:: DADOS FORNECIDOS
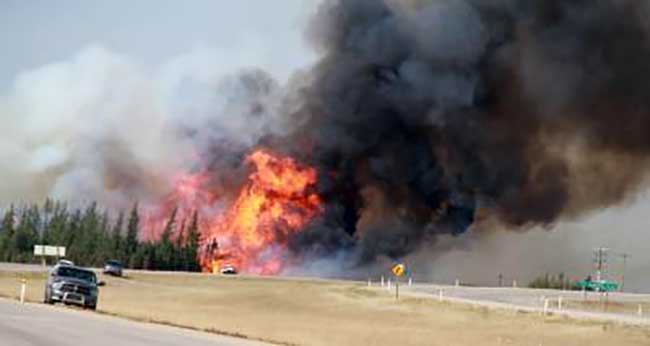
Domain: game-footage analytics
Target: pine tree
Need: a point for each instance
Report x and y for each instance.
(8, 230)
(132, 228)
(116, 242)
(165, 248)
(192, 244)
::::
:: DADOS FORNECIDOS
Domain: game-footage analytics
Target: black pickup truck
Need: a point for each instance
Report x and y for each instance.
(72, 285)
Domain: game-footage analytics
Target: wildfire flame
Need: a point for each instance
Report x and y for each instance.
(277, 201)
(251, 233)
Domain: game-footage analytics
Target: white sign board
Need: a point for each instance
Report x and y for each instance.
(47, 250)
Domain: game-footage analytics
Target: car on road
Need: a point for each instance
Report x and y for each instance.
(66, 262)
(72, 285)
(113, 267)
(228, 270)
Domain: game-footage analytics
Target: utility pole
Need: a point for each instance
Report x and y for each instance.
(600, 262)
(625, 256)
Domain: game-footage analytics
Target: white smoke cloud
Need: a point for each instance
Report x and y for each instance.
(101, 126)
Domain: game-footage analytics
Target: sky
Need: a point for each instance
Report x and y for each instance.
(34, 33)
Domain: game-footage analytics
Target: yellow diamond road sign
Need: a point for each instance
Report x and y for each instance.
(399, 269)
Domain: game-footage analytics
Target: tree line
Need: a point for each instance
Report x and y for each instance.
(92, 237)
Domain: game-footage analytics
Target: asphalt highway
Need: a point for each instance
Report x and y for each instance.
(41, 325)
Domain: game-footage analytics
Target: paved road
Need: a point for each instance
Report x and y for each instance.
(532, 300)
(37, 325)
::::
:: DADOS FORNECIDOS
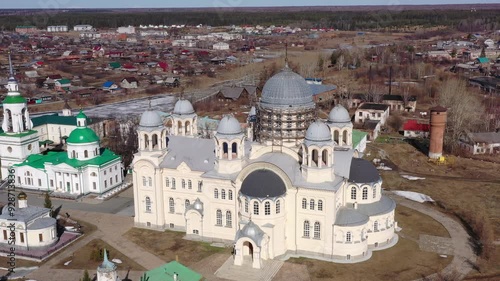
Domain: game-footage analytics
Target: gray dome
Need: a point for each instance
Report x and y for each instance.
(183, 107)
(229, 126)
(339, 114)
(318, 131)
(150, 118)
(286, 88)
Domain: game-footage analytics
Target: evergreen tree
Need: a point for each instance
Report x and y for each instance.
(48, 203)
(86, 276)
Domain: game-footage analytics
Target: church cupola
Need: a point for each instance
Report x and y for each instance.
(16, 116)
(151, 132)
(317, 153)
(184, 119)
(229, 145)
::::
Localize nas entradas acima todas as linhas que contêm a palavra "tree" e copie-as, diferenciando maiúsculas de minúsculas.

Target: pine tree
Target: tree line
Target: evergreen tree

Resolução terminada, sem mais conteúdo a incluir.